## What needs to be done
Convert every line of the items below into a JSON list of strings, one string per line, omitting any blank lines.

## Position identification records

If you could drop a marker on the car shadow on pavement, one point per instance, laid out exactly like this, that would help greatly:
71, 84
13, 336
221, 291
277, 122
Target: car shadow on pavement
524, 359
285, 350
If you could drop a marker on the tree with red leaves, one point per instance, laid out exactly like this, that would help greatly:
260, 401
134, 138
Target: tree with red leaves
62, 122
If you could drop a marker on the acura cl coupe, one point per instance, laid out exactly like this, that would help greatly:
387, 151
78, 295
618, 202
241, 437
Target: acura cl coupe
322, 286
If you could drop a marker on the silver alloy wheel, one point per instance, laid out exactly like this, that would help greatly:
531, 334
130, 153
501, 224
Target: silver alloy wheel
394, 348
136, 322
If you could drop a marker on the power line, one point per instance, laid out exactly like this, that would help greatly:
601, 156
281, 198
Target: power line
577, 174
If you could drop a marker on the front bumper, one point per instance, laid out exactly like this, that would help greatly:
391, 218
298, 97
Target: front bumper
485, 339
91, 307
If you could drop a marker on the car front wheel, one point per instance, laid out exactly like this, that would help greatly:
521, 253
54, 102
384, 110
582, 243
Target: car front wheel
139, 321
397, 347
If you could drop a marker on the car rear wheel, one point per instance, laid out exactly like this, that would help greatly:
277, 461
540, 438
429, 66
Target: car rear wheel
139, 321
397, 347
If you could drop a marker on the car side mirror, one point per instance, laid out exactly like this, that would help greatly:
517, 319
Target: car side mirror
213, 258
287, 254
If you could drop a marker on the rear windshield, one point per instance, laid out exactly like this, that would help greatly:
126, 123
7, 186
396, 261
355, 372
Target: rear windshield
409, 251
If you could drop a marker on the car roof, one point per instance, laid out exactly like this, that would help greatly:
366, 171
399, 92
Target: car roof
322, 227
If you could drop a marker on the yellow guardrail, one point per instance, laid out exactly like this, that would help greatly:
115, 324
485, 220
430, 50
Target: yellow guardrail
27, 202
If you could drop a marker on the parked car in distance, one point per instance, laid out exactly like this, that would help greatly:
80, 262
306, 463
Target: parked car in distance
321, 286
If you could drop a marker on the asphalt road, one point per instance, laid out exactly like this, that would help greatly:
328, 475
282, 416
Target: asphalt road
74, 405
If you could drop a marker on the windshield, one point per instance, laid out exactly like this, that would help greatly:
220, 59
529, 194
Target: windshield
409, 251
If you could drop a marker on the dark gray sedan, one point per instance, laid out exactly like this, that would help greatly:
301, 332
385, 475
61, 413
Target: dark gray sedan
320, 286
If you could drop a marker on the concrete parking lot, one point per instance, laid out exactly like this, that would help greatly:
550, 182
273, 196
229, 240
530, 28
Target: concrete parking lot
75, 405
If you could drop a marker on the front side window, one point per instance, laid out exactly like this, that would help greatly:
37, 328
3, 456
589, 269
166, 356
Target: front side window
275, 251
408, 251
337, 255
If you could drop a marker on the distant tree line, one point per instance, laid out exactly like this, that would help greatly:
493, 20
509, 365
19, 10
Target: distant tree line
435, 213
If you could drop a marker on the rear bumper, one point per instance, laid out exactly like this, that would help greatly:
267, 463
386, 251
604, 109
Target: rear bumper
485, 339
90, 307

## Expected answer
[
  "If you could drop a marker on the car shadow on pavement, one point per instance, laid out exactly like this, that would help greatly:",
  "71, 84",
  "13, 336",
  "221, 291",
  "277, 122",
  "Target: car shadow on pavement",
  "524, 359",
  "285, 350",
  "If you could drop a marker on the tree with red leaves, one point per instance, laid out exactly like this, that would help greatly:",
  "260, 401",
  "134, 138",
  "Target: tree with red leaves",
  "62, 122",
  "If you could drop a marker on the acura cl coupe, one point per instance, laid out exactly like this, that would help greatly:",
  "387, 151",
  "78, 295",
  "618, 202",
  "241, 437",
  "Target: acura cl coupe",
  "322, 286",
  "If you could drop a marker on the silver alloy wheel, one point per instance, laid out exactly like this, that would help greatly:",
  "531, 334",
  "130, 153",
  "501, 224",
  "Target: silver alloy wheel",
  "394, 348",
  "136, 322",
  "If you could drop a marker on the power line, one point per instance, laid out exactly like this, that would help greatly:",
  "601, 156",
  "281, 198",
  "Target: power line",
  "577, 174",
  "If you could drop a marker on the front bumper, one point per instance, laid out exactly like this, that would help greatly:",
  "391, 218",
  "298, 97",
  "Target: front bumper",
  "485, 339",
  "91, 307",
  "If you could drop a marker on the car front wheel, one point per instance, laid out exactly like this, that would help greatly:",
  "521, 253",
  "54, 102",
  "384, 110",
  "582, 243",
  "Target: car front wheel",
  "139, 321",
  "397, 347",
  "If you could drop a marker on the car rear wheel, one point per instance, laid out exactly like this, that would help greatly:",
  "277, 461",
  "540, 438",
  "429, 66",
  "Target: car rear wheel",
  "139, 321",
  "397, 347",
  "If you could drop a marker on the car side mirror, one point per instance, laid out exactly like this, that would help greatly:",
  "517, 319",
  "Target: car side mirror",
  "213, 258",
  "287, 254",
  "If you could drop a marker on the rear windshield, one point per instance, laid out exactly like this, that would help greatly:",
  "126, 123",
  "7, 186",
  "396, 261",
  "355, 372",
  "Target: rear windshield",
  "409, 251",
  "If you could drop a marker on the car roof, one point per instance, laid out exactly like this, that would help greatly:",
  "366, 171",
  "399, 92",
  "Target: car roof",
  "322, 227",
  "If you could drop a marker on the yellow guardrail, one point per instance, laid out exactly like this, that would help greatly:",
  "115, 324",
  "485, 220",
  "430, 50",
  "Target: yellow guardrail",
  "27, 202",
  "If you could drop a marker on the parked car in distance, one point per instance, laid out exactly like this, that would help greatly:",
  "80, 262",
  "306, 463",
  "Target: parked car in distance",
  "321, 286",
  "If you could drop a marker on the asphalt road, one point per instance, laid out exactly like this, that would help greatly:",
  "328, 475",
  "282, 416",
  "Target: asphalt road",
  "74, 405",
  "If you could drop a marker on the windshield, one point per instance, laid out exactly like this, that would help greatly:",
  "220, 59",
  "529, 194",
  "Target: windshield",
  "409, 251",
  "If you could drop a marker on the dark gray sedan, one point per instance, laid out exactly like this, that would help greatly:",
  "301, 332",
  "385, 475",
  "61, 413",
  "Target: dark gray sedan",
  "320, 286",
  "If you could drop a marker on the concrete parking lot, one point per instance, laid out exactly like this, that would help greatly:",
  "550, 182",
  "273, 196",
  "229, 240",
  "530, 28",
  "Target: concrete parking lot",
  "75, 405",
  "If you could drop a marker on the front side window, one point per instance, laid out exactly like this, that would help greatly:",
  "37, 328",
  "3, 456",
  "589, 269",
  "166, 356",
  "Target: front side window",
  "275, 251",
  "408, 251",
  "337, 255",
  "If you could drop a marker on the distant tree line, one point per instance, laid out exactly like this, that would help greatly:",
  "493, 20",
  "509, 365",
  "19, 10",
  "Target: distant tree line",
  "435, 213",
  "If you could drop a marker on the rear bumper, one point per instance, laid out exactly like this, that would help greatly:",
  "267, 463",
  "386, 251",
  "604, 109",
  "Target: rear bumper",
  "485, 339",
  "90, 307"
]